[Start of Data rows]

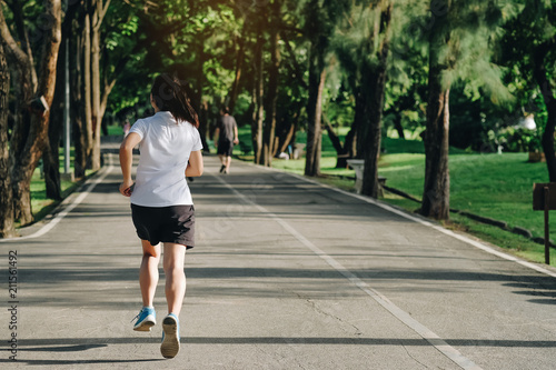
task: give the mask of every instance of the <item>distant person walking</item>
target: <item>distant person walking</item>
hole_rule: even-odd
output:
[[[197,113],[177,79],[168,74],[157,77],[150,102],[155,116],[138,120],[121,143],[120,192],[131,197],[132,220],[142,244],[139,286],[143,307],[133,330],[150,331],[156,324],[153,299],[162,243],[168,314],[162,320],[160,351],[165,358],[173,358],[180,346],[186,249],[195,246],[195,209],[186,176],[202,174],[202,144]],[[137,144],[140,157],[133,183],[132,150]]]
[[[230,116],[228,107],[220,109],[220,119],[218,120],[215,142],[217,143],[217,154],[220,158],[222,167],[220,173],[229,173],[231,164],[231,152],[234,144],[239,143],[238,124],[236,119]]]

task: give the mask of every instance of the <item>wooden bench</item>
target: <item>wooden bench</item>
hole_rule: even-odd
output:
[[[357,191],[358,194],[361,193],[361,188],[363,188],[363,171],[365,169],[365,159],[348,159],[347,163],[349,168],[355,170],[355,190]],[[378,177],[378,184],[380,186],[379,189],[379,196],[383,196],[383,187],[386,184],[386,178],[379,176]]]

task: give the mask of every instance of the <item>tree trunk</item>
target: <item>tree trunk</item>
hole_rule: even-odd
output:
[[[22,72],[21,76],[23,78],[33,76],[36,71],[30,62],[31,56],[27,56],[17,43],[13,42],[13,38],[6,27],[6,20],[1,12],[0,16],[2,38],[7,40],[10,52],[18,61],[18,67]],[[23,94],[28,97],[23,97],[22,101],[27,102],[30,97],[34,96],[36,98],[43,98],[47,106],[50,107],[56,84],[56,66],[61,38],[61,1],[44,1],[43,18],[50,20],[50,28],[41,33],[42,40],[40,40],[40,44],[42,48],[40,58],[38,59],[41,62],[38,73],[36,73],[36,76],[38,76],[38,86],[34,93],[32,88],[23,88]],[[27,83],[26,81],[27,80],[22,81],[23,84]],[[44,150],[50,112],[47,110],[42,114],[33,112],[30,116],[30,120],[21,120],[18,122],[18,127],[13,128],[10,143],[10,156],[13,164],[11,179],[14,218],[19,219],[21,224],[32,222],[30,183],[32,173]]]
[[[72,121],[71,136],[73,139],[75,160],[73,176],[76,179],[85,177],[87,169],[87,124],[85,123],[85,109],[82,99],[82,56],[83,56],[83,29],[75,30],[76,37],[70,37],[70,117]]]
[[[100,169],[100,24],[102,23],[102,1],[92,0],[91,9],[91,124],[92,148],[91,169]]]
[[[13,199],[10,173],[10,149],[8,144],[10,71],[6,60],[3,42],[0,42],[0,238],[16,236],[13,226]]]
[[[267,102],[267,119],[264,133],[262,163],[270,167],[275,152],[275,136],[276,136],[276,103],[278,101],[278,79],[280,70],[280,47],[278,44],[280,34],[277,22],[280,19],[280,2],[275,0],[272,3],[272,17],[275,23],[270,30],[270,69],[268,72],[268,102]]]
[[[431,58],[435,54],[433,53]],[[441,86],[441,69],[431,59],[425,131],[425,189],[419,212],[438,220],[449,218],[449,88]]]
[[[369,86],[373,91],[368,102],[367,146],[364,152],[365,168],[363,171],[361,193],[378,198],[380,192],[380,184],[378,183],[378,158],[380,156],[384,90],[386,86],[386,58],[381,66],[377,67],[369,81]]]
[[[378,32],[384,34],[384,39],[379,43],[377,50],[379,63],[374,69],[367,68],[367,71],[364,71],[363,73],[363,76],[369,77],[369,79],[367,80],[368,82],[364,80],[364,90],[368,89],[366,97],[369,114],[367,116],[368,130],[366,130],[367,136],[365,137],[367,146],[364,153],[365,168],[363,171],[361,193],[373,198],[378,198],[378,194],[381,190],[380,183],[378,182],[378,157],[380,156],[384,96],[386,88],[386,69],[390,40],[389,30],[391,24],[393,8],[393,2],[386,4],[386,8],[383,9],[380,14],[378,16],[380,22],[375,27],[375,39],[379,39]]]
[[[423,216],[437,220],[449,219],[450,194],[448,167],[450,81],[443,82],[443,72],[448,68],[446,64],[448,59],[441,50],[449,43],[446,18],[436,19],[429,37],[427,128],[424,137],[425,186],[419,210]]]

[End of Data rows]

Task goal
Show every line of the records above that contains the word "instance", copying each line in full. Letter case matters.

Reply to the exercise
task: give the mask of every instance of the <item>distant person walking</item>
task: give the mask of every instance of the <item>wooden bench</item>
task: give the mask of every instance of the <item>tree trunk</item>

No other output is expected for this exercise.